REQUIREMENT: Beginning at the line that mentions "Point out every instance of the yellow telescopic", retype the rest of the records below exactly. Pictures are not part of the copy.

PROVIDED DATA:
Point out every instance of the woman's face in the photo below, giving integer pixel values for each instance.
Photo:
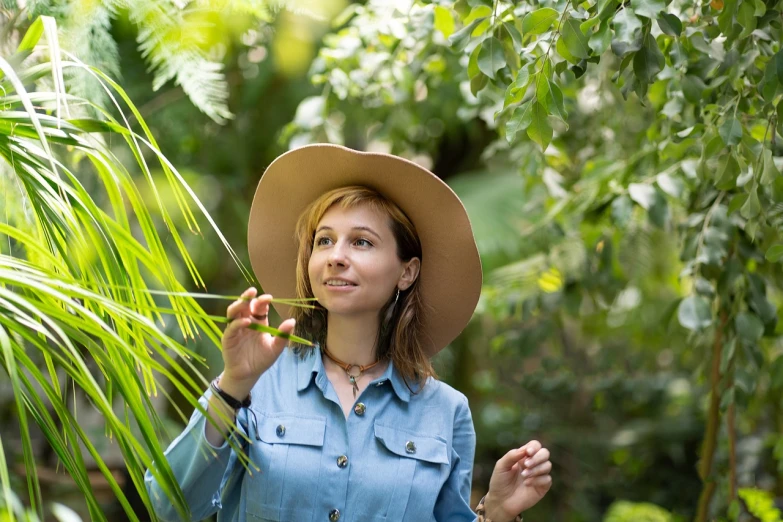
(354, 268)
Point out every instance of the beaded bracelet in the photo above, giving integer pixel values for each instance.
(482, 517)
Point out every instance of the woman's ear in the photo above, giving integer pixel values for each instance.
(409, 274)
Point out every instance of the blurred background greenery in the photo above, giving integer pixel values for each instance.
(629, 318)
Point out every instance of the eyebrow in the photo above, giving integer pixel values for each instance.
(367, 229)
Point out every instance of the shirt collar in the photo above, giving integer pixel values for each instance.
(312, 364)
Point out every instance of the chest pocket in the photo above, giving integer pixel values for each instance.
(422, 466)
(288, 449)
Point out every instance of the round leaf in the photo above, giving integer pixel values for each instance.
(749, 326)
(491, 57)
(670, 24)
(694, 313)
(540, 131)
(575, 40)
(774, 253)
(539, 21)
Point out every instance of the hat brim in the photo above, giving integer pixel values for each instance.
(450, 277)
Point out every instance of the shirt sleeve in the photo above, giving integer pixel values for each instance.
(201, 469)
(453, 502)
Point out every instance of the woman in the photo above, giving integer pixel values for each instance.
(357, 428)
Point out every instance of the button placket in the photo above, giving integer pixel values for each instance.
(342, 461)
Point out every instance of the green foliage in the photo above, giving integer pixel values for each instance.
(624, 120)
(760, 505)
(623, 511)
(178, 40)
(78, 280)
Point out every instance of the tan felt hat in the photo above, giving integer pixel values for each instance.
(450, 278)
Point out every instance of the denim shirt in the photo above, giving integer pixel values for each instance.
(398, 457)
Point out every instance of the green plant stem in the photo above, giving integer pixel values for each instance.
(713, 421)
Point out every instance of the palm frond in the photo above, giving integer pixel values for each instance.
(77, 279)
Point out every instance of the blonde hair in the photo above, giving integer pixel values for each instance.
(399, 336)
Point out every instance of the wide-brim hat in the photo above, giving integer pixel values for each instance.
(450, 277)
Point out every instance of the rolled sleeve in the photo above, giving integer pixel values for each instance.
(199, 467)
(453, 502)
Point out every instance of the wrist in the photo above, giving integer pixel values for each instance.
(492, 511)
(239, 389)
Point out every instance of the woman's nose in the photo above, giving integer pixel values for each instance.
(337, 256)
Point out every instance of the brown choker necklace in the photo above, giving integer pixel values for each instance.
(347, 368)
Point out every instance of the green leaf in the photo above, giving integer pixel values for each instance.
(779, 67)
(444, 22)
(648, 8)
(606, 9)
(747, 18)
(671, 185)
(627, 29)
(575, 40)
(670, 24)
(516, 37)
(769, 171)
(694, 313)
(622, 208)
(731, 131)
(648, 61)
(516, 91)
(519, 121)
(727, 354)
(554, 103)
(479, 12)
(491, 58)
(749, 326)
(752, 207)
(736, 202)
(727, 177)
(461, 38)
(539, 21)
(601, 39)
(774, 253)
(478, 82)
(563, 51)
(539, 130)
(473, 69)
(643, 194)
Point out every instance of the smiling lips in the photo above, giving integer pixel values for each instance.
(338, 283)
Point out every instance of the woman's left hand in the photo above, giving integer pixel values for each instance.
(521, 478)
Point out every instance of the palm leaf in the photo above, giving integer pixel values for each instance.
(78, 287)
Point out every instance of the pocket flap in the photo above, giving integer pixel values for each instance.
(291, 429)
(405, 443)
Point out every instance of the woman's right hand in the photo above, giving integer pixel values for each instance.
(249, 353)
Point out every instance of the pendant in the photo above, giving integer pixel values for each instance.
(352, 380)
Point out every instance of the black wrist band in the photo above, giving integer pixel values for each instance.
(232, 402)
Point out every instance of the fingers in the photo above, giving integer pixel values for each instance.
(539, 458)
(279, 343)
(542, 481)
(541, 469)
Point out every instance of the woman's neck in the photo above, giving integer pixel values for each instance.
(352, 339)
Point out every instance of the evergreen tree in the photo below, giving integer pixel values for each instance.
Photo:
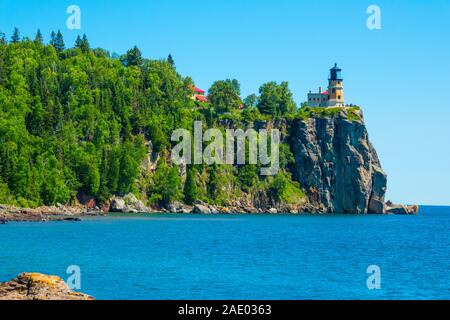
(133, 58)
(53, 39)
(190, 187)
(57, 41)
(78, 42)
(82, 43)
(171, 61)
(16, 36)
(224, 95)
(2, 38)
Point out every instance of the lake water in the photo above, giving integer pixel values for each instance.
(239, 257)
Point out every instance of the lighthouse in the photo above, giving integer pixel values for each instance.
(335, 88)
(334, 96)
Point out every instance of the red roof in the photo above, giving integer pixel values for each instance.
(202, 98)
(197, 90)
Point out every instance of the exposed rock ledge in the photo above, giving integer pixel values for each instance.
(401, 209)
(36, 286)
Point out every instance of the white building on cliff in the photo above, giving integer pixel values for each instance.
(334, 97)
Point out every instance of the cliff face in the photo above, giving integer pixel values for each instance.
(337, 165)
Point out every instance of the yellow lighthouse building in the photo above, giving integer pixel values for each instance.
(334, 97)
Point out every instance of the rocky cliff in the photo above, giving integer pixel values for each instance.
(336, 164)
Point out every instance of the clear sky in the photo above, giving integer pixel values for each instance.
(399, 74)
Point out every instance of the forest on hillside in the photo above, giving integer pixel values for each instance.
(77, 120)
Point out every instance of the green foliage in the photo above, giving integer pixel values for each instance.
(251, 101)
(224, 95)
(166, 185)
(15, 38)
(78, 121)
(283, 189)
(57, 41)
(190, 187)
(133, 58)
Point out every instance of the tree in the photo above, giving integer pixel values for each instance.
(251, 101)
(171, 61)
(133, 58)
(190, 187)
(82, 43)
(39, 39)
(57, 41)
(2, 38)
(275, 100)
(16, 36)
(166, 184)
(224, 95)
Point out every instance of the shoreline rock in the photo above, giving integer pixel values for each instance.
(36, 286)
(399, 209)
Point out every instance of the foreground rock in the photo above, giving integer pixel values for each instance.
(36, 286)
(128, 204)
(401, 209)
(43, 214)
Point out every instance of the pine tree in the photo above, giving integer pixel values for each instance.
(39, 39)
(78, 42)
(85, 44)
(53, 39)
(171, 61)
(190, 187)
(16, 36)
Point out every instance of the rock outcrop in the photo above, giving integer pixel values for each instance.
(401, 209)
(337, 165)
(36, 286)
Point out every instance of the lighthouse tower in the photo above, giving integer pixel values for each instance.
(335, 88)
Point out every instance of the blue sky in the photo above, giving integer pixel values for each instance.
(399, 74)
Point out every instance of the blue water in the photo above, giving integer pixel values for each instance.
(239, 257)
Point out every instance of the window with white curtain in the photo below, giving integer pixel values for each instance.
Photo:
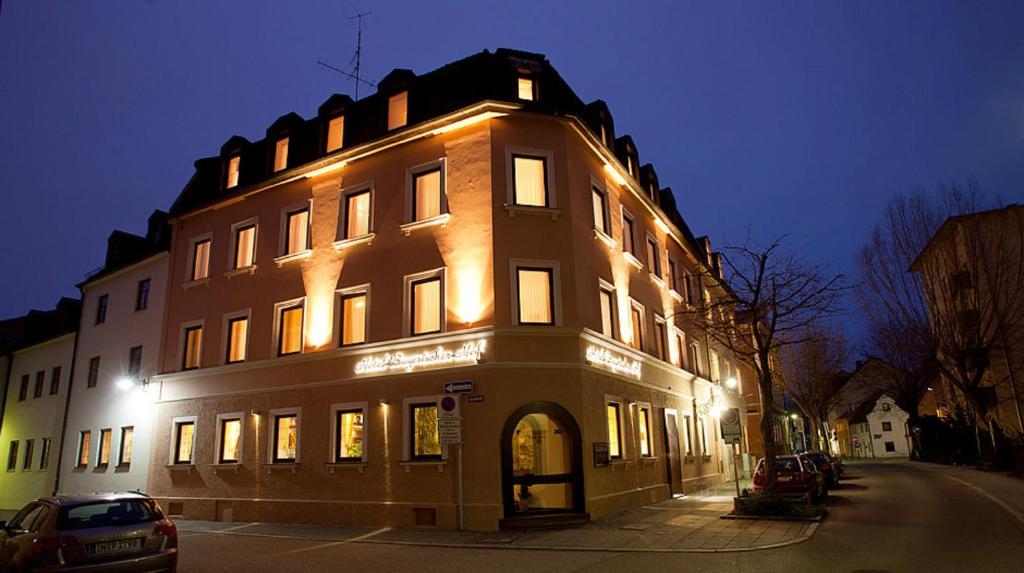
(297, 231)
(281, 155)
(536, 296)
(427, 189)
(335, 133)
(357, 213)
(397, 106)
(529, 176)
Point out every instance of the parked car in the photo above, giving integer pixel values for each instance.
(797, 475)
(88, 533)
(825, 466)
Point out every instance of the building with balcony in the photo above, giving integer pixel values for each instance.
(476, 228)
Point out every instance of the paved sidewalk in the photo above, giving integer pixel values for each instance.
(689, 524)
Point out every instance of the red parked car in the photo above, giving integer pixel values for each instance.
(797, 475)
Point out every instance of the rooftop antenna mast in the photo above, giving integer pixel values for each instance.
(357, 57)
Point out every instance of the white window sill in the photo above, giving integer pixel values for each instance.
(439, 464)
(198, 282)
(631, 259)
(251, 269)
(300, 256)
(437, 221)
(514, 210)
(361, 239)
(604, 237)
(334, 467)
(282, 467)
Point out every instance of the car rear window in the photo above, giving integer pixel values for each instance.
(107, 514)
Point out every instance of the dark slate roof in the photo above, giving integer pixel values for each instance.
(484, 76)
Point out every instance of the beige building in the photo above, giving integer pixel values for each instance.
(477, 228)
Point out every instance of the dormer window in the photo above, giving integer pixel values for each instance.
(335, 133)
(397, 106)
(526, 91)
(232, 172)
(281, 155)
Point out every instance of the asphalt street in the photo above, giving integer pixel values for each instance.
(887, 517)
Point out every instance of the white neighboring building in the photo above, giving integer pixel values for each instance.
(887, 424)
(36, 397)
(109, 422)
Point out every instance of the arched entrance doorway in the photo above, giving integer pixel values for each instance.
(542, 461)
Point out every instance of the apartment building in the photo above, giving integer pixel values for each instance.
(41, 345)
(478, 229)
(110, 417)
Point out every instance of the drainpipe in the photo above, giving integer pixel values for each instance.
(71, 381)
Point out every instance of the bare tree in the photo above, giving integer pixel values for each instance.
(962, 304)
(768, 297)
(814, 375)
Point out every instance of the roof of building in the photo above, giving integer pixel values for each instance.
(481, 77)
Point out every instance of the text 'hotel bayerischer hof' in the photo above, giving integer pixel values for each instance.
(477, 229)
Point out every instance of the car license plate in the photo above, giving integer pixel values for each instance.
(119, 546)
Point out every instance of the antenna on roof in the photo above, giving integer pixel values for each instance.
(357, 57)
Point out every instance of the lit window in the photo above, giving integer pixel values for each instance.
(286, 438)
(536, 303)
(600, 211)
(281, 155)
(201, 259)
(643, 417)
(426, 306)
(93, 372)
(357, 214)
(335, 133)
(290, 329)
(104, 447)
(84, 443)
(525, 88)
(427, 194)
(101, 303)
(629, 231)
(529, 175)
(607, 313)
(348, 425)
(232, 172)
(424, 441)
(193, 348)
(142, 295)
(636, 319)
(397, 106)
(614, 430)
(238, 338)
(230, 434)
(297, 231)
(134, 361)
(184, 434)
(353, 318)
(245, 246)
(127, 442)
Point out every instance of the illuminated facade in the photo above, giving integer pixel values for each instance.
(475, 224)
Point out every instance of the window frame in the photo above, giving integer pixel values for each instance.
(410, 281)
(548, 156)
(272, 430)
(554, 284)
(336, 411)
(439, 165)
(218, 452)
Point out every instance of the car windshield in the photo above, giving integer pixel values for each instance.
(107, 514)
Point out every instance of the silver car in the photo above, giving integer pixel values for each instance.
(87, 533)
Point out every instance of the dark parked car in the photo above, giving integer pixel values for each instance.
(90, 533)
(826, 466)
(797, 475)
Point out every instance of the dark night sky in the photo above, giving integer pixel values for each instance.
(791, 118)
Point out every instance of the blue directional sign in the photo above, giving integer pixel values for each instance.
(464, 387)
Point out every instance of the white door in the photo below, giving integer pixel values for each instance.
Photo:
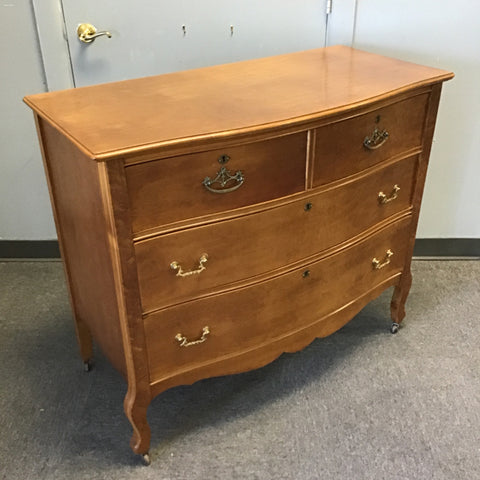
(153, 36)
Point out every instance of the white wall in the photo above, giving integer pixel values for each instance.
(434, 32)
(442, 34)
(24, 202)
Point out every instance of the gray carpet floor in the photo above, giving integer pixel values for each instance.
(360, 404)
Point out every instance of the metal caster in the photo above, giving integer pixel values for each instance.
(394, 328)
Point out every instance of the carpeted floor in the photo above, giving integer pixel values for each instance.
(360, 404)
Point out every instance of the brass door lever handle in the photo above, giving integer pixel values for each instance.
(87, 33)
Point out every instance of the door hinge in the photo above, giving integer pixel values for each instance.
(329, 7)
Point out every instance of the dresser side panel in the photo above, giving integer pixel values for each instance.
(83, 234)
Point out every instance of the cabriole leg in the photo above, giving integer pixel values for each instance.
(85, 344)
(136, 412)
(399, 298)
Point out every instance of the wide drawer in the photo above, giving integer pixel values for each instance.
(250, 245)
(173, 189)
(229, 323)
(340, 148)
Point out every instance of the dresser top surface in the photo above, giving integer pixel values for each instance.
(131, 116)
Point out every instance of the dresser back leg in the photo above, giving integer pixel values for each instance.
(135, 406)
(399, 298)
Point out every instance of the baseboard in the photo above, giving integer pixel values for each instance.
(12, 249)
(447, 247)
(424, 247)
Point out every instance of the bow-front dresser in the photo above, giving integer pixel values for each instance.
(212, 219)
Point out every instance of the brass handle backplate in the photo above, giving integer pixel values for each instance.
(382, 198)
(377, 264)
(201, 267)
(183, 341)
(223, 178)
(87, 33)
(376, 139)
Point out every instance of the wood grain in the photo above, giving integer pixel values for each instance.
(171, 189)
(284, 304)
(289, 253)
(339, 149)
(85, 243)
(336, 215)
(137, 115)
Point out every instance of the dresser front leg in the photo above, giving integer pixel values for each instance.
(136, 407)
(399, 298)
(85, 344)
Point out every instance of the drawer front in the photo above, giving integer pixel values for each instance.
(173, 189)
(254, 244)
(229, 323)
(340, 149)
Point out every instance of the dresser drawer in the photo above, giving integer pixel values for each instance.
(231, 323)
(282, 235)
(173, 189)
(339, 147)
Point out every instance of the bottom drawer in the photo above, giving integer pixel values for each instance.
(201, 331)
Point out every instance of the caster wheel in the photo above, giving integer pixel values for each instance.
(394, 328)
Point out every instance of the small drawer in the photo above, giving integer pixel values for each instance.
(219, 326)
(178, 188)
(178, 266)
(350, 146)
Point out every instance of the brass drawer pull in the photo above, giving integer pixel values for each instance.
(223, 178)
(185, 343)
(377, 264)
(200, 269)
(382, 198)
(376, 139)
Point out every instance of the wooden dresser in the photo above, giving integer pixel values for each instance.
(213, 219)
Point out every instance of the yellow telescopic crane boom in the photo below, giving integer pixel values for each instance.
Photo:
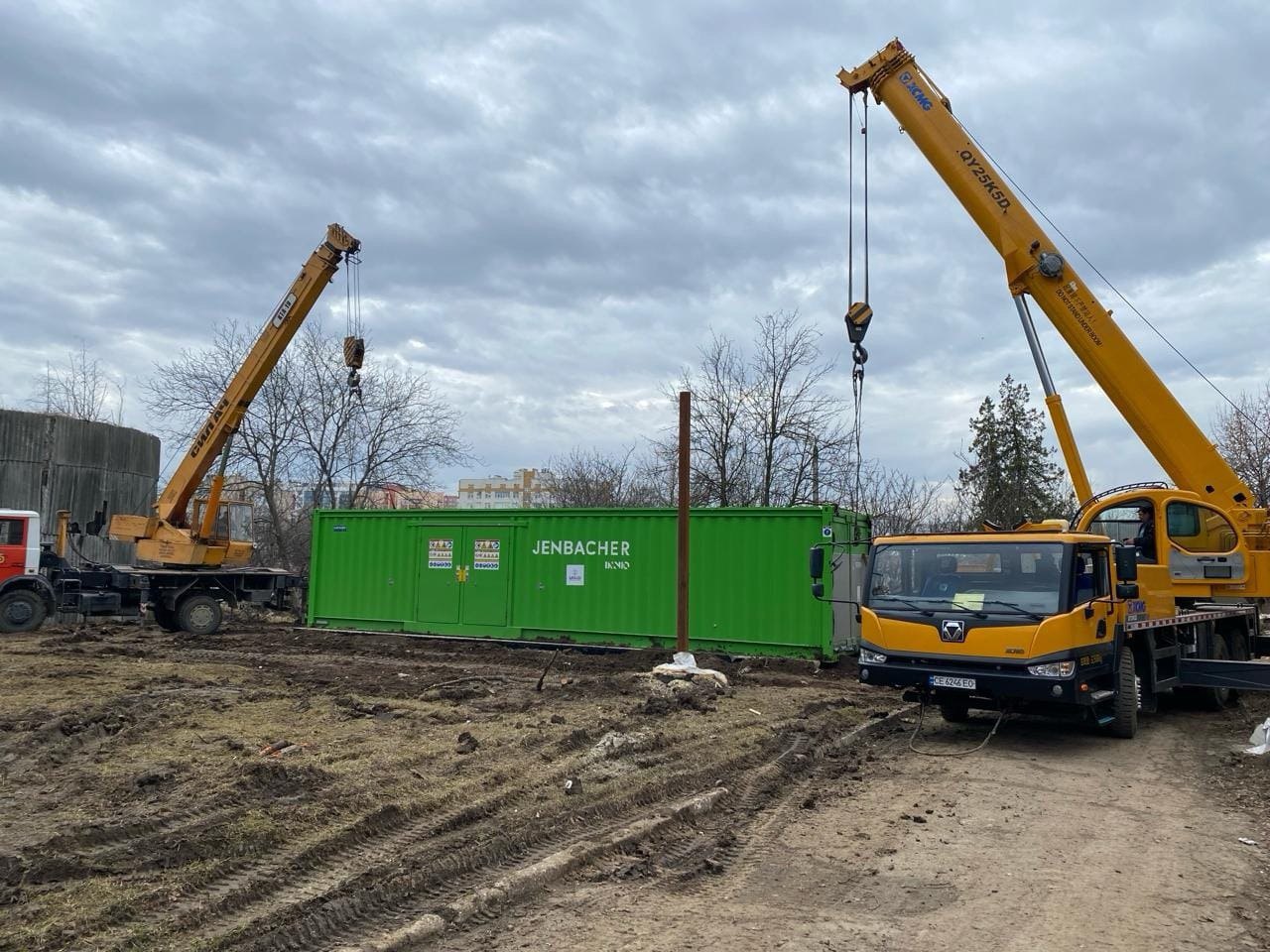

REPLY:
Point out every instance of the yellow telescopic crane boom in the photo below, giving integer pixel values for each instance.
Photo:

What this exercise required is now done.